» **What you are asked to do**: In the rows below, report every line that contains the string "slope", copying each such line in full. Case matters.

» **Data**:

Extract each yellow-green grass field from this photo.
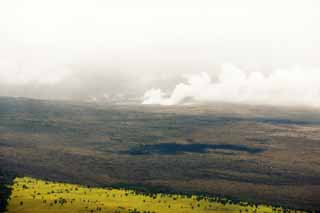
[8,177,299,213]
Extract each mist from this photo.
[143,64,320,107]
[0,0,320,106]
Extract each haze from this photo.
[0,0,320,107]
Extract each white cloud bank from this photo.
[143,64,320,107]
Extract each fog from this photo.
[0,0,320,106]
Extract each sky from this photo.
[0,0,320,106]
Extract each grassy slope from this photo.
[8,178,298,213]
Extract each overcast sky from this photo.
[0,0,320,106]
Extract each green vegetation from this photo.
[8,178,299,213]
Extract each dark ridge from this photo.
[122,143,264,155]
[0,170,14,212]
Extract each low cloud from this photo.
[143,64,320,106]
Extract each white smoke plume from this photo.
[143,64,320,107]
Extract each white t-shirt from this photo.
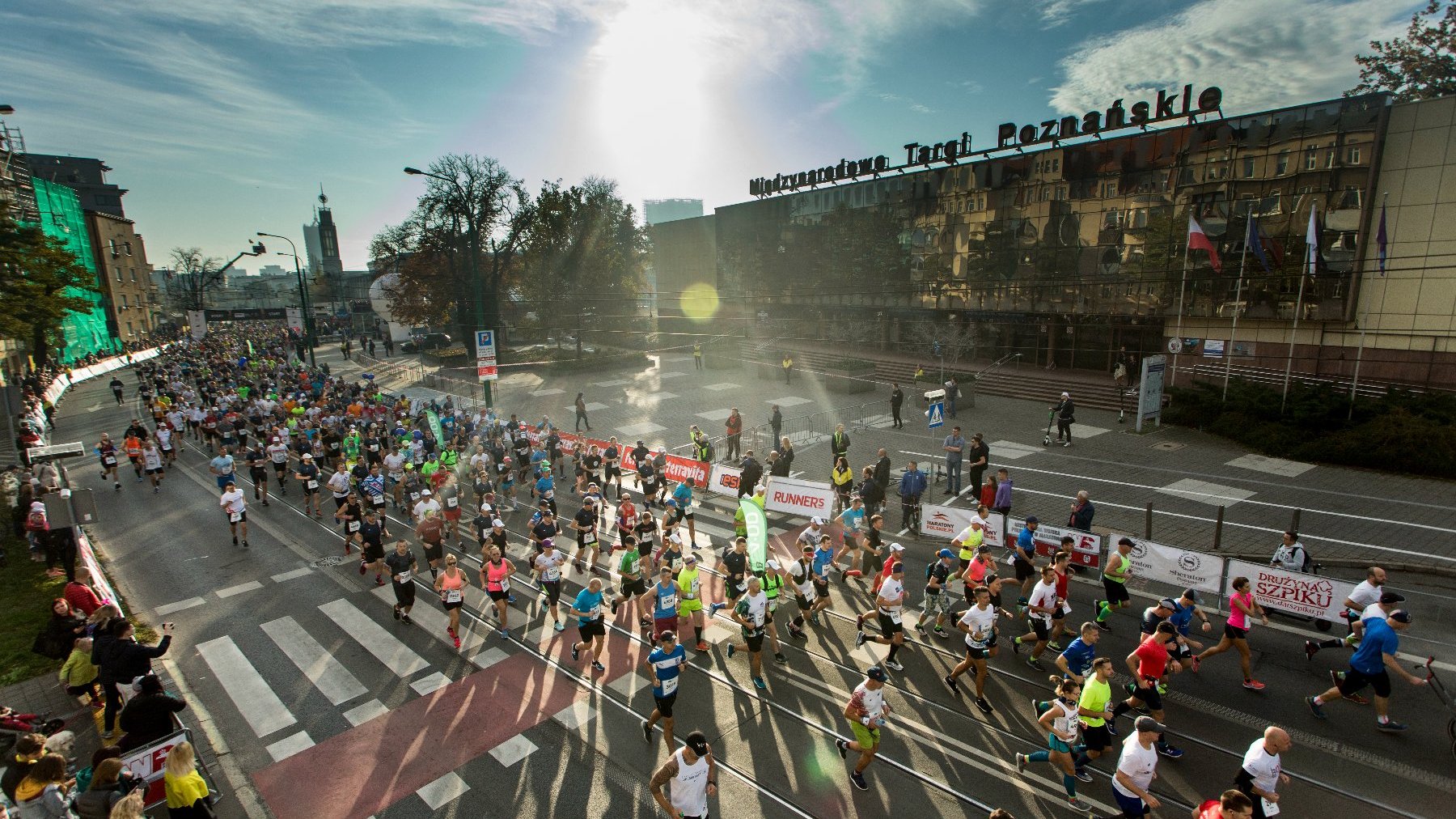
[1243,736,1281,793]
[1350,580,1382,609]
[961,605,996,648]
[1112,732,1158,799]
[1026,580,1057,622]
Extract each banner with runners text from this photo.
[1229,559,1356,622]
[764,477,834,517]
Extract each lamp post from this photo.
[258,231,319,367]
[404,168,495,406]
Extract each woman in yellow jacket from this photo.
[164,740,213,819]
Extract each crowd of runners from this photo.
[70,324,1425,819]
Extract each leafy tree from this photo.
[0,201,95,364]
[1345,0,1456,102]
[167,248,222,311]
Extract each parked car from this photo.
[399,333,455,353]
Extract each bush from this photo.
[1163,380,1456,478]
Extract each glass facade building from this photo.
[717,95,1389,369]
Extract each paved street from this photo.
[54,353,1456,819]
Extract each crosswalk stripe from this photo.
[319,597,430,677]
[197,637,298,737]
[262,617,368,706]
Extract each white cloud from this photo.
[1052,0,1409,113]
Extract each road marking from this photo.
[268,732,313,762]
[197,637,298,737]
[344,699,389,728]
[156,597,207,615]
[217,580,264,599]
[415,771,470,810]
[491,735,535,768]
[262,617,368,706]
[319,597,430,677]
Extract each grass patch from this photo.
[0,522,66,686]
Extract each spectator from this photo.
[120,675,186,750]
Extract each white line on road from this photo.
[197,637,298,737]
[319,597,430,677]
[262,617,368,706]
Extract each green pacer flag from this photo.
[425,410,446,446]
[739,497,768,571]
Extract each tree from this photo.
[0,200,95,366]
[167,248,222,311]
[1345,0,1456,102]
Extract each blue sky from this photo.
[0,0,1421,269]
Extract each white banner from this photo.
[708,464,753,497]
[1229,559,1356,622]
[764,477,834,519]
[1107,532,1223,595]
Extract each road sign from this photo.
[475,329,501,380]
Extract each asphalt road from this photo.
[54,357,1456,817]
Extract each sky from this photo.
[0,0,1424,269]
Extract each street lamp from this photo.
[404,166,493,406]
[258,231,319,367]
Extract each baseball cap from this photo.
[1132,717,1168,733]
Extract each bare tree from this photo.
[167,248,222,311]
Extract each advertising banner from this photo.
[1007,517,1103,568]
[1229,559,1356,622]
[764,477,834,517]
[1107,532,1223,595]
[708,464,751,497]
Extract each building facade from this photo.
[705,95,1456,388]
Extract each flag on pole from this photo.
[1188,213,1223,273]
[1374,204,1389,277]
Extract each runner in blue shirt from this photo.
[642,631,688,749]
[1305,609,1427,733]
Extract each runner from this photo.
[728,575,768,690]
[642,626,688,752]
[855,558,906,672]
[945,586,999,714]
[648,732,717,819]
[1112,717,1166,819]
[384,541,418,622]
[571,577,607,672]
[1194,577,1270,691]
[425,546,470,648]
[1305,609,1427,733]
[217,481,248,550]
[1016,677,1092,810]
[834,666,891,790]
[1092,537,1132,631]
[480,546,515,637]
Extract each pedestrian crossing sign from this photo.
[925,401,945,430]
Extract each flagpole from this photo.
[1278,204,1319,415]
[1223,219,1254,402]
[1345,191,1390,421]
[1168,214,1192,386]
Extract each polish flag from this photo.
[1188,213,1223,273]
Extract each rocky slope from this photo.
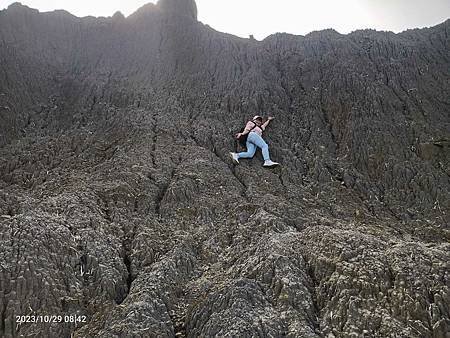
[0,0,450,337]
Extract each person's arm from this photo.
[261,116,275,130]
[236,121,255,138]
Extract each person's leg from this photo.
[237,139,256,159]
[248,133,270,161]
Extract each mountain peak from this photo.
[157,0,197,20]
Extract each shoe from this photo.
[263,160,280,167]
[230,153,239,164]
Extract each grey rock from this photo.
[0,0,450,338]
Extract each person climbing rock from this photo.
[230,115,279,167]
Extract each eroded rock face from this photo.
[0,0,450,337]
[158,0,197,20]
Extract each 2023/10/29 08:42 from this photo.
[16,315,87,325]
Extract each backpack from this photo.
[238,122,258,147]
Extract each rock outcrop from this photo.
[0,0,450,338]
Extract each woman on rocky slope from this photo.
[230,115,279,167]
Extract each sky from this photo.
[0,0,450,40]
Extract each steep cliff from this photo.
[0,0,450,337]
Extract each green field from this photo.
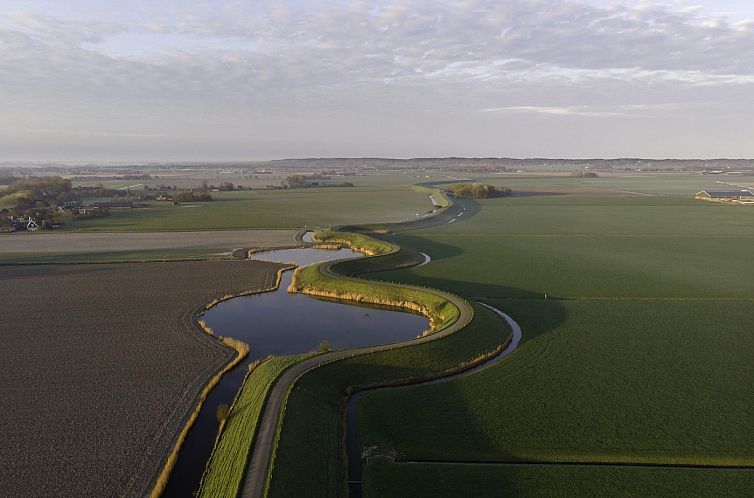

» **Response below**:
Extract each grassy slope from this photo.
Extract each rocky slope from this photo.
Extract each woman on rocky slope from this photo.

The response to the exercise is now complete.